> **Text block**

Guidelines
Suggest edit

Provide 24×24 px pointer targets or an alternative interaction path

For interactive selection and activation, use minimum-size pointer targets or an alternative interaction path on charts with small or data-scaled interactive marks to improve accessibility and mitigate missed or imprecise selection for people with motor impairments or non-precise pointer input.

  • purpose:refine
  • basis:accessibility
  • quality:accessibility
  • lever:interaction-access
  • needs:motor
  • access:keyboard:use

advice

Pointer target size

Make each pointer-activated interaction target at least 24×24 px, or add a separate interaction path that reaches the same information and task when the visible mark cannot be enlarged. For example, keep a data-scaled mark visually small if size encodes data, but add a minimum-size text label, an accompanying data table or search control, or a keyboard, zoom, or filter path that lets users select or activate the same item.

> **Given instruction 1**
In the pointer target guideline, what is the minimum size for each pointer-activated interaction target?

(Records from a dataset)

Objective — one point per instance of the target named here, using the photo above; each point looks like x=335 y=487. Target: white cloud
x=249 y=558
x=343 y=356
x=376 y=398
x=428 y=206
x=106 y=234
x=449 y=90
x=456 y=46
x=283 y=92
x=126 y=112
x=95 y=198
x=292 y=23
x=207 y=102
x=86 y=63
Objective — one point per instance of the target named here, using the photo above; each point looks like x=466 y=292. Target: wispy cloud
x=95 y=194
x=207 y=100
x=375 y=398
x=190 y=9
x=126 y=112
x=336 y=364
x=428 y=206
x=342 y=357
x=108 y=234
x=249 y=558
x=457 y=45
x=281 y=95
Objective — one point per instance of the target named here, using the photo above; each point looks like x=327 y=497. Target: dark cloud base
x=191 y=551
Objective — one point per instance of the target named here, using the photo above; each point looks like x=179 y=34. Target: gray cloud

> **Given instruction 2**
Rewrite the lines of the records as a JSON list of strings, one string per line and blank lines omitted, starting with the line that contains "dark cloud base" and going on through the last line of the records.

> **Exercise output 1**
At least 24×24 px.

> **Exercise output 2**
[
  "Objective — one point per instance of the target named here, using the photo above; each point looks like x=327 y=497. Target: dark cloud base",
  "x=191 y=551",
  "Objective — one point per instance of the target named here, using the photo above; each point looks like x=179 y=34. Target: gray cloud"
]